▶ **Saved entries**
^^^^

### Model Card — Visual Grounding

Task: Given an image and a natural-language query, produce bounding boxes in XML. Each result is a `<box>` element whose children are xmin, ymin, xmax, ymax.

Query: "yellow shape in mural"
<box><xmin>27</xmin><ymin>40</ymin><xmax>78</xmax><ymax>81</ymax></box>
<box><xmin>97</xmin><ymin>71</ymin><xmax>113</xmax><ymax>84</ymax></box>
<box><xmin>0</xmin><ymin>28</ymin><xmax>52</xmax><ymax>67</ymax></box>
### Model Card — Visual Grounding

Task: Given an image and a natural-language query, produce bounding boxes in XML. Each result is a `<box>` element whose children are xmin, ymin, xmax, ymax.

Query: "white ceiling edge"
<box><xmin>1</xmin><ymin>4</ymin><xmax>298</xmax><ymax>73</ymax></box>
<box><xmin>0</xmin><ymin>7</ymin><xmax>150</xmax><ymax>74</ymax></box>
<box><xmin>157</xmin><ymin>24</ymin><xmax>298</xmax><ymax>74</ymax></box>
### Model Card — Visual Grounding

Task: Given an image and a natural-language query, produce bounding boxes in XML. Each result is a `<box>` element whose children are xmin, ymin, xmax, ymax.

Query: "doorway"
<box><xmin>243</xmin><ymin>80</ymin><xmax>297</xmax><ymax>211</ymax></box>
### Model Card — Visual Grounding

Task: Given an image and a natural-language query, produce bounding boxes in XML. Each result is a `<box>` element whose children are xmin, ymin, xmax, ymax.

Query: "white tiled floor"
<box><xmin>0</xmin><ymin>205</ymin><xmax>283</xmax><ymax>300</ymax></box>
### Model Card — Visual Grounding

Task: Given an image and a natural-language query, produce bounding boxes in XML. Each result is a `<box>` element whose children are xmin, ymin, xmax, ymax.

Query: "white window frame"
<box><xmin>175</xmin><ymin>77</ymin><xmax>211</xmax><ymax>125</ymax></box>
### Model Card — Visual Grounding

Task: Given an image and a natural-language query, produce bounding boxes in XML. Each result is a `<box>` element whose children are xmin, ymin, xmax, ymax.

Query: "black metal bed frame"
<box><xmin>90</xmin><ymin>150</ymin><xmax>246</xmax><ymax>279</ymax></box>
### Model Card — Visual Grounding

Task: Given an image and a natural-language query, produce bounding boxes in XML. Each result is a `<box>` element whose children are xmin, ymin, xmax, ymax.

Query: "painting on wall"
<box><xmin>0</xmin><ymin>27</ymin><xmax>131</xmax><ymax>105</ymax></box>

^^^^

▶ **Assigned task**
Each record above is to be returned verbatim.

▶ **Result of this task**
### Model Card — Visual Grounding

Task: Given an image and a natural-language query, produce bounding boxes in XML. Each result is a `<box>` element whose children are xmin, ymin, xmax, ymax.

Query: "yellow shape in mural"
<box><xmin>27</xmin><ymin>40</ymin><xmax>78</xmax><ymax>81</ymax></box>
<box><xmin>97</xmin><ymin>71</ymin><xmax>113</xmax><ymax>84</ymax></box>
<box><xmin>0</xmin><ymin>28</ymin><xmax>52</xmax><ymax>67</ymax></box>
### Model Card — Visual Grounding

Task: Given an image and a natural-language query, produce bounding boxes in XML. Each result is a `<box>` element whose children are xmin, ymin, xmax, ymax.

Query: "white ceiling edge"
<box><xmin>1</xmin><ymin>4</ymin><xmax>298</xmax><ymax>73</ymax></box>
<box><xmin>0</xmin><ymin>7</ymin><xmax>150</xmax><ymax>74</ymax></box>
<box><xmin>157</xmin><ymin>24</ymin><xmax>298</xmax><ymax>74</ymax></box>
### Model Card — Visual Grounding

Task: Given an image and a natural-language query, produce bounding boxes in XML. Each result is a `<box>` element whose children are xmin, ymin, xmax, ymax.

Query: "doorway"
<box><xmin>243</xmin><ymin>80</ymin><xmax>297</xmax><ymax>211</ymax></box>
### Model Card — Visual Grounding

Task: Given an image and a natural-language query, produce bounding boxes in XML. Each result is a `<box>` element whose children are xmin, ymin, xmax, ymax.

Query: "white tiled floor"
<box><xmin>0</xmin><ymin>205</ymin><xmax>283</xmax><ymax>300</ymax></box>
### Model Card — Visual Grounding

Task: Given an image and a natural-language query, produce bounding boxes in XML. Each result is a `<box>` element whose children are xmin, ymin, xmax, ymax.

Query: "white window frame"
<box><xmin>175</xmin><ymin>77</ymin><xmax>211</xmax><ymax>125</ymax></box>
### Model Card — Visual Grounding

Task: Given an image and a natural-language query, produce bounding boxes in XML. Each result is a `<box>` element whose children are xmin, ymin, xmax, ymax.

Query: "black metal bed frame"
<box><xmin>90</xmin><ymin>150</ymin><xmax>246</xmax><ymax>279</ymax></box>
### Model Card — Visual Grounding

Task: Given an image and a natural-language query, produce bounding boxes in XML. Each result is a `<box>` element whose children are xmin, ymin, xmax, ymax.

Query: "painting on wall"
<box><xmin>0</xmin><ymin>27</ymin><xmax>131</xmax><ymax>105</ymax></box>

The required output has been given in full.